Given problem:
Rewrite every one of the records below as a numbered list, omitting any blank lines.

▽

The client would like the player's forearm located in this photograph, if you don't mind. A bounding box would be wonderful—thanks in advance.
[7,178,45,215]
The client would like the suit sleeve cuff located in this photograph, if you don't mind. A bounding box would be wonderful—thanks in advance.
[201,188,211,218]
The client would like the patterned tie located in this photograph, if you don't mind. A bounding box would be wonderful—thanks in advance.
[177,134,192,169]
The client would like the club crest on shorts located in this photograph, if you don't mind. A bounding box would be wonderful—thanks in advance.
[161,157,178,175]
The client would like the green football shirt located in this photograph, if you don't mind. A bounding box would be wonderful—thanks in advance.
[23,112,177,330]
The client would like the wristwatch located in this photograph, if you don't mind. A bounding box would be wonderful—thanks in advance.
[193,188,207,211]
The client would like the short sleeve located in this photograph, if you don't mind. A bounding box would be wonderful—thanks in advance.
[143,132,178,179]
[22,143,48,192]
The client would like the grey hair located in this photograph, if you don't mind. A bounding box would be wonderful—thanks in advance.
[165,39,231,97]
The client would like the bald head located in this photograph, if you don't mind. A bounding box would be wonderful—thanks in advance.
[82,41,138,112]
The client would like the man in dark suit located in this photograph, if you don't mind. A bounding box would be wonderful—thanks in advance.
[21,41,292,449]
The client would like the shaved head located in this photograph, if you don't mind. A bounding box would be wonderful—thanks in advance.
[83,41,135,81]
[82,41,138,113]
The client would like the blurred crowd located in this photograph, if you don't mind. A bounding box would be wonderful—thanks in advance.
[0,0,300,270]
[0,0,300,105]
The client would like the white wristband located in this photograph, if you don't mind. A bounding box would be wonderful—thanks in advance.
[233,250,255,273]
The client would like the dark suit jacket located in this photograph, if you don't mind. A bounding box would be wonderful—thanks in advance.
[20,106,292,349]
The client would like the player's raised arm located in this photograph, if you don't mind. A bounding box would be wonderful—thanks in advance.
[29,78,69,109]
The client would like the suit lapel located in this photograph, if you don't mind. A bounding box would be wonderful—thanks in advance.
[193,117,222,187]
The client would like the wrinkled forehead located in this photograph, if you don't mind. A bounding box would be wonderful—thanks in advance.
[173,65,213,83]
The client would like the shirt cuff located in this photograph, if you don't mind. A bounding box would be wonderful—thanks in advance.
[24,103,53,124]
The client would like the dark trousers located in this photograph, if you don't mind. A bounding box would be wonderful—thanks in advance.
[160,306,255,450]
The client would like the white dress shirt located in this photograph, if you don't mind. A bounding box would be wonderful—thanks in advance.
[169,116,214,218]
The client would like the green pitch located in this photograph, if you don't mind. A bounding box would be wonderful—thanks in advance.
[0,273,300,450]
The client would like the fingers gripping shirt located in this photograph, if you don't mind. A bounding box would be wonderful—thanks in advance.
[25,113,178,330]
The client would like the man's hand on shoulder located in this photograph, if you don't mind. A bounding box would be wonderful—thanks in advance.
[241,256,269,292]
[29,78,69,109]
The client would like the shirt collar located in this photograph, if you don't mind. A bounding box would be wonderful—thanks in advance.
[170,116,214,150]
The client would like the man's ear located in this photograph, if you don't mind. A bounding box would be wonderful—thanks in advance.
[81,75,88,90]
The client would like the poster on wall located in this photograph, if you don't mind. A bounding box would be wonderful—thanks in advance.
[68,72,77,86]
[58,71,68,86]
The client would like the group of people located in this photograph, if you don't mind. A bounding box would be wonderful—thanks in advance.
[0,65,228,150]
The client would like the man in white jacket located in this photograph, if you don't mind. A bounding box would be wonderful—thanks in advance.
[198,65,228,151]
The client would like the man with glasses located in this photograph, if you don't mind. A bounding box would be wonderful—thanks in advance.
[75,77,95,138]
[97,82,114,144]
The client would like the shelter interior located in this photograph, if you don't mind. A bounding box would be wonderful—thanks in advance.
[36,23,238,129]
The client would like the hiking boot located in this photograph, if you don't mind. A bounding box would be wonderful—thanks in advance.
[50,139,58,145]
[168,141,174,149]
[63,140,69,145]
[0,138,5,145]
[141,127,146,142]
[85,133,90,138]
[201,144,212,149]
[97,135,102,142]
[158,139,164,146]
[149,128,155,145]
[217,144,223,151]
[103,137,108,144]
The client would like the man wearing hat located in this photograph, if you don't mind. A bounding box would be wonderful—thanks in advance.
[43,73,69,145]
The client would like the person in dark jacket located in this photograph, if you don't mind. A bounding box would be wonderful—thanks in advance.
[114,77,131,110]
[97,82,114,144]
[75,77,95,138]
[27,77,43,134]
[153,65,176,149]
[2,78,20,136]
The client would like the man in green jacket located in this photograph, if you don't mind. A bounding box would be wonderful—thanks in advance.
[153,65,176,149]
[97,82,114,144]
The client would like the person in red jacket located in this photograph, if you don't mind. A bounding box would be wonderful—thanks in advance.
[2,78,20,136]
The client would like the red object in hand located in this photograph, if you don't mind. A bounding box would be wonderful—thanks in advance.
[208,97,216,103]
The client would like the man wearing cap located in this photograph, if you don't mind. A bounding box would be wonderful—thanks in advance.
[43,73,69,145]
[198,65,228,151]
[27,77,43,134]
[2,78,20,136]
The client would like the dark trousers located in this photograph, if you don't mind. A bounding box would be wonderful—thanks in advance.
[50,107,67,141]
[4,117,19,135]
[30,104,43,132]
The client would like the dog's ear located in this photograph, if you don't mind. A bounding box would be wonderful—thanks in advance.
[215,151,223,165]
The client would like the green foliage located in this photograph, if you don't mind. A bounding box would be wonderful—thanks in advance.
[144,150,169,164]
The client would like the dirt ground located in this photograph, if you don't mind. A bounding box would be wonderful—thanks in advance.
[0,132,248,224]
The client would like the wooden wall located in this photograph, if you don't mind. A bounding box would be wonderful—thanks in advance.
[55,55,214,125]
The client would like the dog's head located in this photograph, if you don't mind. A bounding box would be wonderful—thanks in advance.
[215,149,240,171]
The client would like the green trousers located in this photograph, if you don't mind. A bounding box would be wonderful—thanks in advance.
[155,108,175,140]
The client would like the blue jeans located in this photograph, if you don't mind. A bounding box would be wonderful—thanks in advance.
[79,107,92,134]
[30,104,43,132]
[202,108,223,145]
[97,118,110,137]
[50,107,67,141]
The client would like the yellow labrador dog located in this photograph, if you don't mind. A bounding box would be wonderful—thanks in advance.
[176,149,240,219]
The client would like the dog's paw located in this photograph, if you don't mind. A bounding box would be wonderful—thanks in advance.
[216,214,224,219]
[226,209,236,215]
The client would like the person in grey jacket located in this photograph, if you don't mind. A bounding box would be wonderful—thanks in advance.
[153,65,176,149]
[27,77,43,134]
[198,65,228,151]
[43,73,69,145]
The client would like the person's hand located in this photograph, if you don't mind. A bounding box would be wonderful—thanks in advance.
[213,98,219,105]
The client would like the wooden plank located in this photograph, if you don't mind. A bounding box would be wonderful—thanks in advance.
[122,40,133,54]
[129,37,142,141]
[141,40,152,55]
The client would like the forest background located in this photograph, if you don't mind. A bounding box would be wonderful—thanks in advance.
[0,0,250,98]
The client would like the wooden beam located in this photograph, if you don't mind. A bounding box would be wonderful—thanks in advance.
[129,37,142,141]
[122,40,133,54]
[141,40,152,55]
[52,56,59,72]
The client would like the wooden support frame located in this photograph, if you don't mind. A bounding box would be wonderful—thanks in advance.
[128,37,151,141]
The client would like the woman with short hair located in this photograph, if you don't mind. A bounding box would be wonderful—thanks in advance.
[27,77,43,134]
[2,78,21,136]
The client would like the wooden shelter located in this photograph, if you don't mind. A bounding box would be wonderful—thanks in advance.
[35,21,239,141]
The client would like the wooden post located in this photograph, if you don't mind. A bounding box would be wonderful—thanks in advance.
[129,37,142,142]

△

The response:
1. The client would like the player's forearm located in this photograph, if you don't mind. A bounding box would be wonderful—thanks in advance.
2. [7,178,45,215]
3. The client would like the suit sleeve cuff located in this photograph, if you don't mind. A bounding box would be wonderful—thanks in advance.
4. [201,188,211,218]
5. The client would like the patterned tie located in this photograph, if you don't mind. A bounding box would be wonderful—thanks in advance.
6. [177,134,192,169]
7. The client would like the club crest on shorts located in this photograph, if you don't mind. A bounding box would be wonderful—thanks in advance.
8. [161,157,178,175]
9. The client would like the green football shirt located in this photograph, if you don't mind. A bounding box would be wonderful—thanks in advance.
10. [23,112,177,330]
11. The client would like the wristwatch located in this photograph, if you don't mind. A bounding box would be wonderful—thanks in advance.
12. [193,188,207,211]
13. The client would like the short sleeve located in this photograph, if you don't mind. A bounding box would be wonderful—thanks in advance.
14. [143,132,178,179]
15. [22,143,48,192]
16. The client would like the grey hair located in this photograph, if you don't mind. A bounding box would be wonderful—thanks in advance.
17. [165,39,231,97]
18. The client would like the bald head located in this photograph, if you don't mind. A bounding box would be wonderful—thanks in advance.
19. [82,41,138,112]
20. The client would like the man in dark suit located in this photograph, if you don't mind. A bounding box would be wonderful—thanks in advance.
21. [21,41,292,449]
22. The client would like the shaved head located in this photograph, if you don't mind. A bounding box would be wonderful—thanks in advance.
23. [83,41,135,81]
24. [82,41,138,113]
25. The client would like the blurred crowd located in this photograph, if you don't mind. A bounding box would be wonderful—thanks in advance.
26. [0,0,300,270]
27. [0,0,300,105]
28. The client would like the white wristband located in this photograph, if you don't mind. A bounding box would be wonderful—thanks in advance.
29. [233,250,255,273]
30. The client would like the dark suit jacket located in this photograph, if you don't mind. A bounding box would be wonderful—thanks in advance.
31. [20,106,292,349]
32. The client would like the player's raised arm located in this photograph, if you don't mind. A bounding box would be wonderful—thanks in advance.
33. [29,78,69,109]
34. The client would like the suit lapel located in this photograph, if you don't mind. A bounding box would be wonderful—thanks in advance.
35. [193,117,222,187]
36. The client would like the wrinkled forehead located in this photograph, if you don't mind. A bounding box would be wonderful—thanks in advance.
37. [173,65,213,83]
38. The client would like the shirt cuff located in this photograph, if you don't mind. A bounding box would be wonderful—thanks in advance.
39. [24,103,53,124]
40. The client would like the dark trousers located in this photograph, if you don't mind. A bounding box would be wonderful—thanks in advance.
41. [160,306,255,450]
42. The client would like the white dress shirt located in this photograph, if you don't mind. A bounding box would be wonderful—thanks in advance.
43. [169,116,214,218]
44. The client would like the green pitch located in this photograph, if you don't mind. A bounding box would be wonderful—thanks in advance.
45. [0,273,300,450]
46. The client would like the fingers gripping shirt located in this photograph, if you don't mind. A bounding box would be wonderful—thanks in advance.
47. [25,113,178,330]
48. The client would like the man's hand on shoulder located in this photograph, if you don't mind. A bounding box would be wonderful—thanks in advance.
49. [241,256,269,292]
50. [29,78,69,109]
51. The client would like the shirt collar located in this photograph, if you don't mind. A bounding box would be wonderful—thanks in advance.
52. [170,116,214,150]
53. The client would like the man's ear located in this photograph, if you don't mind. A bounding box would be wonderful—thanks in advance.
54. [81,75,88,90]
55. The client would like the poster on wall located in this photograph, if you don't mind. A bounding box would be wonderful—thanks in advance.
56. [68,72,77,86]
57. [58,71,68,86]
58. The client would like the group of people located in this photograph, if you don't mind. A bounding box would be wonderful—thanks in advance.
59. [0,65,228,150]
60. The client would like the man in white jacket located in this photograph, if you don't mind. A bounding box would be wonderful—thanks in advance.
61. [198,65,228,151]
62. The client would like the man with glasses located in this photograph, if you don't mind. A bounding box would be wonderful—thanks in advance.
63. [75,77,95,138]
64. [97,82,114,144]
65. The client would like the shelter interior located in this photograph, if you don't mind. A bounding box would be wonderful—thanks in advance.
66. [36,23,238,129]
67. The client would like the hiking boot located in this photograph, if you don't mind. A bounding box would be wonderful—thanks in advance.
68. [50,139,58,145]
69. [168,141,174,149]
70. [63,140,69,145]
71. [0,138,5,145]
72. [141,127,146,142]
73. [85,133,90,138]
74. [201,144,212,149]
75. [97,135,102,142]
76. [158,139,164,146]
77. [149,128,155,145]
78. [217,144,223,151]
79. [103,137,108,144]
80. The client would like the man wearing hat located in this photograph, if you don't mind. A bounding box would be wonderful—thanks in advance.
81. [43,73,69,145]
82. The client would like the person in dark jacket located in this photograph, if you don't mind. A bounding box would be wonderful—thanks in advance.
83. [114,77,131,110]
84. [97,82,114,144]
85. [75,77,95,138]
86. [27,77,43,134]
87. [153,65,176,149]
88. [2,78,20,136]
89. The client would like the man in green jacket located in this photograph, if you don't mind. A bounding box would be wonderful—thanks in advance.
90. [153,65,176,149]
91. [97,82,114,144]
92. The client would like the person in red jacket located in this photograph, if you don't mind. A bounding box would be wonderful—thanks in advance.
93. [2,78,20,136]
94. The client would like the red object in hand located in this photograph, if you don't mind. A bounding box would be wonderful—thanks in advance.
95. [208,97,216,103]
96. The client would like the man wearing cap located in this photograph, if you don't mind. A bounding box would be wonderful—thanks in advance.
97. [43,73,69,145]
98. [198,65,228,151]
99. [27,77,43,134]
100. [2,78,20,136]
101. The client would like the dark trousers located in this photograph, if you don't mind. A bounding box would be wonderful—thanks in advance.
102. [50,107,67,141]
103. [4,117,19,135]
104. [30,104,43,132]
105. The client would like the dog's ear located in this photograph, if you don't mind. A bounding box would be wonderful—thanks in advance.
106. [215,151,223,165]
107. The client would like the green foliage located in this photograph, if you don't mind. A bounding box would be wonderful—thanks in advance.
108. [144,150,169,164]
109. The client would like the dirt ground located in this photograph, if you don't mind. A bounding box would be wonderful—thanks in advance.
110. [0,132,248,224]
111. The client would like the wooden wall located in this photograph, if you don't mind. A bounding box would be wonderful—thanks in advance.
112. [55,55,214,125]
113. The client would like the dog's head located in this photograph, if you don't mind. A bounding box would be wonderful—thanks in advance.
114. [215,149,240,171]
115. The client would like the green trousers located in this photograph, if you don't mind. A bounding box would be wonderful—thanks in advance.
116. [155,108,175,140]
117. The client would like the blue jeans located in this photograph, if you don't mind. A bounding box would be wonderful—thanks in advance.
118. [79,107,92,134]
119. [30,104,43,132]
120. [202,108,223,145]
121. [97,118,110,137]
122. [50,107,67,141]
123. The client would like the yellow labrador dog located in this photograph, if you don't mind. A bounding box would be wonderful—thanks in advance.
124. [176,149,240,219]
125. The client would like the dog's paw located in this photograph, if you don't mind. A bounding box would be wonderful—thanks in advance.
126. [216,214,224,219]
127. [226,209,236,215]
128. The client would like the person in grey jacket located in this photograph, if you don't mind. A bounding box would be wonderful—thanks in advance.
129. [153,65,176,149]
130. [27,77,43,134]
131. [198,65,228,151]
132. [43,73,69,145]
133. The client would like the person's hand located in this photograph, if you don't mind. A bounding box would be wonderful—thanks in advance.
134. [213,98,219,105]
135. The client would like the wooden plank located in this photograph, if you don't mind. A bounding box would be wonderful—thanks in advance.
136. [122,40,133,54]
137. [129,37,142,141]
138. [141,40,152,55]
139. The client would like the forest background located in this photograph, if you don't mind. A bounding box would be wonderful—thanks in advance.
140. [0,0,250,98]
141. The client would like the wooden beam located in this photograph, if you don't mind. A bounding box would be wonderful—thanks in advance.
142. [129,37,142,141]
143. [122,40,133,54]
144. [141,40,152,55]
145. [52,56,59,72]
146. The client would like the wooden support frame located in this photograph, if you don't mind. A bounding box would be wonderful—thanks in advance.
147. [128,37,151,141]
148. The client would like the woman with short hair located in this photograph, if you don't mind. A bounding box would be wonderful—thanks in advance.
149. [27,77,43,134]
150. [2,78,21,136]
151. The client would like the wooden shelter located in this photograph, if you don't mind. A bounding box would be wonderful—thanks in advance.
152. [35,21,239,141]
153. The client would like the wooden post located in this photograph, if you don't mind. A bounding box would be wonderful—thanks in advance.
154. [129,37,142,142]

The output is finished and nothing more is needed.